INSTRUCTION: Copy the lines of the records below unchanged, starting at the line containing "in light blue" and ending at the line containing "[655, 457, 697, 486]".

┌──

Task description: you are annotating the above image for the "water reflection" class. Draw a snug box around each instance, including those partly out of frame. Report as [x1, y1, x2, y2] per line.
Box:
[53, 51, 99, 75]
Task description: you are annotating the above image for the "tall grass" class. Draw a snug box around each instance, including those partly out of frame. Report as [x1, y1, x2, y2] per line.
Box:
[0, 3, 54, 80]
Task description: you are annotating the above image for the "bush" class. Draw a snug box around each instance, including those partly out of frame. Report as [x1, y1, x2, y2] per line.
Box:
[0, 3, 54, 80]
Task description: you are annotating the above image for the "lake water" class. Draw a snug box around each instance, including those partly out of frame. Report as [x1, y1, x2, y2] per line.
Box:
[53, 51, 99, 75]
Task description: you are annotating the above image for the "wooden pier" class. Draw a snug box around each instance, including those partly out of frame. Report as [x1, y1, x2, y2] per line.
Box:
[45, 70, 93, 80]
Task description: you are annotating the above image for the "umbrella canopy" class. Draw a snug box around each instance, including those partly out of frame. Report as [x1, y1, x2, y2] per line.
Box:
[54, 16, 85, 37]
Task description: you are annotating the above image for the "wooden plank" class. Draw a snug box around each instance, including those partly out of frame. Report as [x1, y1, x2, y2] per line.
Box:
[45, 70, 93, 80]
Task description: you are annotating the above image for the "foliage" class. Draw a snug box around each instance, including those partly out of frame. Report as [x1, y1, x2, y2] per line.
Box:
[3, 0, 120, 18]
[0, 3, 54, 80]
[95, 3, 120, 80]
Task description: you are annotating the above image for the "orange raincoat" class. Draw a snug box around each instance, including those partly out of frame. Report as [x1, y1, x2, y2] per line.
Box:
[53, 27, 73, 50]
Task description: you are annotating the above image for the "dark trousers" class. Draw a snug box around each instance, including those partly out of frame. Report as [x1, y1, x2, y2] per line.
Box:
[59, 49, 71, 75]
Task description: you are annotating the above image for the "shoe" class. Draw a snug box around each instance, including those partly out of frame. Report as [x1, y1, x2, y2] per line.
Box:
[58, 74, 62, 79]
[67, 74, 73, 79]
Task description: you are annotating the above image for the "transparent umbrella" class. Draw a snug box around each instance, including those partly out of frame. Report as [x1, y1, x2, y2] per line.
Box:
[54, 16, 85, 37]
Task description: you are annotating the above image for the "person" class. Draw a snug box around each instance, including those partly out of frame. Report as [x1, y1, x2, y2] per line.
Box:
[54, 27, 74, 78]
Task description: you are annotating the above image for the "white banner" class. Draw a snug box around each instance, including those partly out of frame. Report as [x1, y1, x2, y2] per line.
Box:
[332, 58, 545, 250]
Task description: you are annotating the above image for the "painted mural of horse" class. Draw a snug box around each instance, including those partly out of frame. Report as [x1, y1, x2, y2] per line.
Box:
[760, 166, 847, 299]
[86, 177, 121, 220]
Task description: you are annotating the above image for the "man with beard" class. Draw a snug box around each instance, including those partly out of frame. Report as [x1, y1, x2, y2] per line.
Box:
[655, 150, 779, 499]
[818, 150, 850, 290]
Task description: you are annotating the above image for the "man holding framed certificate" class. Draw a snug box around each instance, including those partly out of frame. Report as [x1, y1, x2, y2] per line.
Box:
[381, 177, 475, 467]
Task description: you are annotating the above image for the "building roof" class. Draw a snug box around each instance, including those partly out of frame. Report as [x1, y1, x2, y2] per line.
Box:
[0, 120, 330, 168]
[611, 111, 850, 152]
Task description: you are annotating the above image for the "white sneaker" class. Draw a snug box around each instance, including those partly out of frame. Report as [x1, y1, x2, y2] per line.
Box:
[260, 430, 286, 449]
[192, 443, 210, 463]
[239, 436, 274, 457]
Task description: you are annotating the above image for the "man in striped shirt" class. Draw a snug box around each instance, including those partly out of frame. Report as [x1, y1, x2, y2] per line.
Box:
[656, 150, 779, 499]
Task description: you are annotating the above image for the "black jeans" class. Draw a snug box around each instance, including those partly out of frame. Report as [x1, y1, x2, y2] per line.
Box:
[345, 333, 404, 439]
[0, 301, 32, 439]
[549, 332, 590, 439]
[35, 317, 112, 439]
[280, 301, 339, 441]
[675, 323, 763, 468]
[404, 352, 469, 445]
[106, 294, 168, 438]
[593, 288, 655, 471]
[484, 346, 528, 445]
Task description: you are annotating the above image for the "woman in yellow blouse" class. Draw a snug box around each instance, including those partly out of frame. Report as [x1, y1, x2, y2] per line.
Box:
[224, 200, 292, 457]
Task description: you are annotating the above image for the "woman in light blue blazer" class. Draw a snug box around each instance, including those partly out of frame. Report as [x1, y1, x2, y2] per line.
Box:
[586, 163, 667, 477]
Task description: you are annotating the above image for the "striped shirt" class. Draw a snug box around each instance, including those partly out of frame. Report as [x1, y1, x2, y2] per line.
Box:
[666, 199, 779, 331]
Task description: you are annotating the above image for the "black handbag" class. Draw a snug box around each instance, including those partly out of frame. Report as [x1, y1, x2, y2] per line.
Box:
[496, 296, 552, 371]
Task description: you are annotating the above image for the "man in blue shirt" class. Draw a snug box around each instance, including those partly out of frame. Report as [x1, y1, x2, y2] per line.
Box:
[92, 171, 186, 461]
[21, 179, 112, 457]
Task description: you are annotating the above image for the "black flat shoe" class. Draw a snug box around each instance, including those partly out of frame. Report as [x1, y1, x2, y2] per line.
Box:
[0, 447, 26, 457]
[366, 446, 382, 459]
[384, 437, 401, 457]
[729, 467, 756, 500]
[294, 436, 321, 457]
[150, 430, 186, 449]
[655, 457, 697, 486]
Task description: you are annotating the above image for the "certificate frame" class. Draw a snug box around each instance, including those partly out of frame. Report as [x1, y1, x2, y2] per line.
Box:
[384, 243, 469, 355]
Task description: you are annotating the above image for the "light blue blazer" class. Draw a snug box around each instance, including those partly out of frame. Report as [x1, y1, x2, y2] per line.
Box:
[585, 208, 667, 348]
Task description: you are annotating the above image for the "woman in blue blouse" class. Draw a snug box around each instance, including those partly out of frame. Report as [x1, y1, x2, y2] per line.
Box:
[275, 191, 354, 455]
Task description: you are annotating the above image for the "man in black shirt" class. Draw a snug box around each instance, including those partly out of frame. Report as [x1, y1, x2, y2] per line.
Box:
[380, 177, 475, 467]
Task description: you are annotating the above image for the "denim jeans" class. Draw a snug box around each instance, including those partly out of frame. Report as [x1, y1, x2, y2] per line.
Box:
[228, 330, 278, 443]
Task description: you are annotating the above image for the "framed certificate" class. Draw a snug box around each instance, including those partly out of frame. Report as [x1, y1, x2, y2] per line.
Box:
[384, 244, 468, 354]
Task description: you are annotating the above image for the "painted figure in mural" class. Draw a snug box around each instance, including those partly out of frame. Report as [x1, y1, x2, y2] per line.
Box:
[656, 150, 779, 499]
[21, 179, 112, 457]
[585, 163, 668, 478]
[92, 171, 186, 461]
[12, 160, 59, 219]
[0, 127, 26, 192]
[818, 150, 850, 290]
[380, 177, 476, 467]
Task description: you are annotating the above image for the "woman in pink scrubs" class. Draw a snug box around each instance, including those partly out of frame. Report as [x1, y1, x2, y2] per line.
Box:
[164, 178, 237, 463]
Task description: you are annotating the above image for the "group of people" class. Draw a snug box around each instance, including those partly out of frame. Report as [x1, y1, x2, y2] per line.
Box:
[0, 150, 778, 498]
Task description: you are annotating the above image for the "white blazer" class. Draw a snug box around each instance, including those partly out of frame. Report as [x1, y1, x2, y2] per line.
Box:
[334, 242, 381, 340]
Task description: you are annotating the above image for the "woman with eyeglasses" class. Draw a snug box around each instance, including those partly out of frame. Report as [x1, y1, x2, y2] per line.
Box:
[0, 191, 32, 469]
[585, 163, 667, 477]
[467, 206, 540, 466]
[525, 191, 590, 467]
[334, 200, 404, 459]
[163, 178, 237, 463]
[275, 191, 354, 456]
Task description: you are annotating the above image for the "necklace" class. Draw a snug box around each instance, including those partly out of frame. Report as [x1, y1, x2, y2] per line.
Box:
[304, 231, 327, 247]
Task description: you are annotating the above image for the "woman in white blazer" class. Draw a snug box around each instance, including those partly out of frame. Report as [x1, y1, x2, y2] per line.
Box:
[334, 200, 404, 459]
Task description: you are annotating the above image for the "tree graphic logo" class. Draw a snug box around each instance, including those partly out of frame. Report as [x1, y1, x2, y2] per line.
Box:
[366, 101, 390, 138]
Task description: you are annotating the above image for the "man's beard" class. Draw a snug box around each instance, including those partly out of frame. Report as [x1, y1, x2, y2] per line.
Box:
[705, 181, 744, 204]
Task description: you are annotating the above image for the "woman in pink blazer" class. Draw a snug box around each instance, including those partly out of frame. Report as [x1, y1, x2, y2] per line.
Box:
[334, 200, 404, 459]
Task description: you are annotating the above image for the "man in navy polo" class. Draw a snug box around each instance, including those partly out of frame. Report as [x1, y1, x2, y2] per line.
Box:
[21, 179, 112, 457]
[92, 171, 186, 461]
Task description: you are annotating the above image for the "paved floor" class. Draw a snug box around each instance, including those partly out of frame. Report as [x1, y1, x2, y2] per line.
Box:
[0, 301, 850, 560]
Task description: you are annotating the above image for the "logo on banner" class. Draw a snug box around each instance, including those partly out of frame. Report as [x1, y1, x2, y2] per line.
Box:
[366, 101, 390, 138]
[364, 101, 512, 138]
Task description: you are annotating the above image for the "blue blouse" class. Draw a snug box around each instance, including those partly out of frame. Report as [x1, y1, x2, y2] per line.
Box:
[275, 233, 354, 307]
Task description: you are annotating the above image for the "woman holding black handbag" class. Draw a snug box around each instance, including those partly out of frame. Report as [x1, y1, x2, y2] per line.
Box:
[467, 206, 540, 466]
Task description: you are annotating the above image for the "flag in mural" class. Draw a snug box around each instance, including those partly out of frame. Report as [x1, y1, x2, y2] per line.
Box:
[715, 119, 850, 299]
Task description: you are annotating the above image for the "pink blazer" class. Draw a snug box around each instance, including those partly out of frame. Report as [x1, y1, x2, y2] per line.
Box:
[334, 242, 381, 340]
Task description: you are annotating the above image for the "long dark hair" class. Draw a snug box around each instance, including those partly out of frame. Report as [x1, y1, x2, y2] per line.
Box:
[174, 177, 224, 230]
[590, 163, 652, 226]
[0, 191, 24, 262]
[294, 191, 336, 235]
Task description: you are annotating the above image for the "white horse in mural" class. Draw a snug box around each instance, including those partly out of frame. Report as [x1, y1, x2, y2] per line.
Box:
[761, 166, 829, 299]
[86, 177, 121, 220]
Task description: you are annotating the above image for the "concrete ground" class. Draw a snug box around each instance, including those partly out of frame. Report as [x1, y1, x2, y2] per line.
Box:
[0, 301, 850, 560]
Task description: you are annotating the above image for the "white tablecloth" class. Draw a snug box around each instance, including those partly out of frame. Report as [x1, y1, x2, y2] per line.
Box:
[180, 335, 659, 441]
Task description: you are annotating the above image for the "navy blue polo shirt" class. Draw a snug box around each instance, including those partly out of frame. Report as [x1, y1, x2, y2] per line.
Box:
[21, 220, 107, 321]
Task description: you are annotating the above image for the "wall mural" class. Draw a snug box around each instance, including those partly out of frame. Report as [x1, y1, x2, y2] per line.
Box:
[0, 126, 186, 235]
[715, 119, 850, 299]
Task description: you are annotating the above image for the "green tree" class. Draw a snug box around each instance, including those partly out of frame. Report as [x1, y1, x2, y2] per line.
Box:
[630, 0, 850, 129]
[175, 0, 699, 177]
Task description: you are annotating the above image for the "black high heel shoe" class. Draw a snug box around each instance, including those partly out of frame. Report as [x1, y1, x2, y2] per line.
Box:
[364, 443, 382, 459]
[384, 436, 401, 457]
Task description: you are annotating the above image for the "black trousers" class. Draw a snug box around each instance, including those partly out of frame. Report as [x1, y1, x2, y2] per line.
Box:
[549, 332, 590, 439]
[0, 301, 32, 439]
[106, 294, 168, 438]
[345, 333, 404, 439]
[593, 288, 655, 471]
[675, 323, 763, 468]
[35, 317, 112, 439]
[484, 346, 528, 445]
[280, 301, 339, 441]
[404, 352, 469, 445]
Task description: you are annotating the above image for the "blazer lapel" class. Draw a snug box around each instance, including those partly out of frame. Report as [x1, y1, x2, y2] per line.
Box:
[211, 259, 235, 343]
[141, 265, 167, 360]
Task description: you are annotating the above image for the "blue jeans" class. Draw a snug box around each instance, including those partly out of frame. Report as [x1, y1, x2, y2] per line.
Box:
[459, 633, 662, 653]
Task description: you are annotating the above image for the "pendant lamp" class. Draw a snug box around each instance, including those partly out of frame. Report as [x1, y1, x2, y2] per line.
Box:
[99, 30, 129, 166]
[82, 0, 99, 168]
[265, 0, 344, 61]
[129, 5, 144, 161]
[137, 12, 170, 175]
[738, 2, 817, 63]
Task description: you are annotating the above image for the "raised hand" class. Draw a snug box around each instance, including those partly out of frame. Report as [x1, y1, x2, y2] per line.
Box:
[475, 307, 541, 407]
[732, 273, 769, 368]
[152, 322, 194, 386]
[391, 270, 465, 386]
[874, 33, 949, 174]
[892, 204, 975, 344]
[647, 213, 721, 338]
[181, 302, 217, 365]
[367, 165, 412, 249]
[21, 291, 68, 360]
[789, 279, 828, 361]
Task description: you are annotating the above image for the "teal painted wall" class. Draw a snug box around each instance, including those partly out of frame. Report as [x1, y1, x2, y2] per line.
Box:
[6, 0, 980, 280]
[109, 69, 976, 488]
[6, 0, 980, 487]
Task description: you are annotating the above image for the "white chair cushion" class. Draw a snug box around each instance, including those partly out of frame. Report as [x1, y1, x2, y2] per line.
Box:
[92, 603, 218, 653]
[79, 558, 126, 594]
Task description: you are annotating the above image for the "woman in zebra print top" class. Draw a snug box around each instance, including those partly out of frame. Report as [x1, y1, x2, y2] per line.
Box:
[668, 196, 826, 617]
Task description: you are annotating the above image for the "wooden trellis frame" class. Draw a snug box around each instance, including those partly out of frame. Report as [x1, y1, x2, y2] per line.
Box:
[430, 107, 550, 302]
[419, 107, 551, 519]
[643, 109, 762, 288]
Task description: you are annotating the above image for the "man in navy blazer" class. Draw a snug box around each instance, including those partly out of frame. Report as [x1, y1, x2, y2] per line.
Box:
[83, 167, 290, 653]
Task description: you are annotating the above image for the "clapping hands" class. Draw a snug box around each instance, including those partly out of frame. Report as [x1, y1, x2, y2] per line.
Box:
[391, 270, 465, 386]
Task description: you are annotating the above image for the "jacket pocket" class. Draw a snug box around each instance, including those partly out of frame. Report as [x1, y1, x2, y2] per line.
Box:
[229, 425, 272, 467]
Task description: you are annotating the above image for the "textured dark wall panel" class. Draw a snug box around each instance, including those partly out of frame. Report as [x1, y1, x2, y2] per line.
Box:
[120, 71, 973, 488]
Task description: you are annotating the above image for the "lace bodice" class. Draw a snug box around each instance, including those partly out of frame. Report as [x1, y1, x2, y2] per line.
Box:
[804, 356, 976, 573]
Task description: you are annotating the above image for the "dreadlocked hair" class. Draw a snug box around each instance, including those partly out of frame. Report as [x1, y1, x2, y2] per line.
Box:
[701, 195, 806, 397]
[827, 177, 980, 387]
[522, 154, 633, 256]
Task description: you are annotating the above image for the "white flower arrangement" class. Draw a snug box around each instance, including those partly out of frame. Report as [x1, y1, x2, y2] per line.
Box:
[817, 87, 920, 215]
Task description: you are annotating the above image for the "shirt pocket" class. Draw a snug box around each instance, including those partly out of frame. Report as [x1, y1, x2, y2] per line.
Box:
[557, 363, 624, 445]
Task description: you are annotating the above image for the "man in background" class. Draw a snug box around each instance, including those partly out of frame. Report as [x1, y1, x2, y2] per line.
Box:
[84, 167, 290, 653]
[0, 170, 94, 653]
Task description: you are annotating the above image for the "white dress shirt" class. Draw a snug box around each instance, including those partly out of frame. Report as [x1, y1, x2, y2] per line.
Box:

└──

SOLUTION BELOW:
Task description: you are annotating the above image for the "woman in light blue blazer" class. Draw a snug box around each instance, including those partly out of frame. Report as [x1, y1, x2, y2] per line.
Box:
[586, 163, 667, 477]
Task description: you are annotating the above image for the "striped shirt" class. Draw a snug box around each instance, including those partly out of frame. Report as [x1, y1, x2, y2] per line.
Box:
[666, 199, 779, 331]
Task description: you are annotating the above image for the "black handbag" class. Draw a snug box around each instance, including those partly out of frame. Report as [x1, y1, x2, y2] per line.
Box:
[496, 296, 552, 371]
Task description: you are annotating the above image for the "man in blue shirt" class. Draw a snug box around each instance, including those partly out of frame. Report as [x1, y1, x2, y2] per line.
Box:
[92, 171, 186, 461]
[21, 179, 112, 457]
Task description: you are annotating the above image for the "black flat shoe" class. Draw a snug box around each instance, including those partly out of frame. Report as [x1, y1, x2, y2] per line.
Box:
[0, 447, 26, 457]
[366, 446, 382, 459]
[384, 437, 401, 457]
[729, 467, 756, 500]
[294, 436, 321, 457]
[150, 430, 186, 449]
[655, 457, 697, 486]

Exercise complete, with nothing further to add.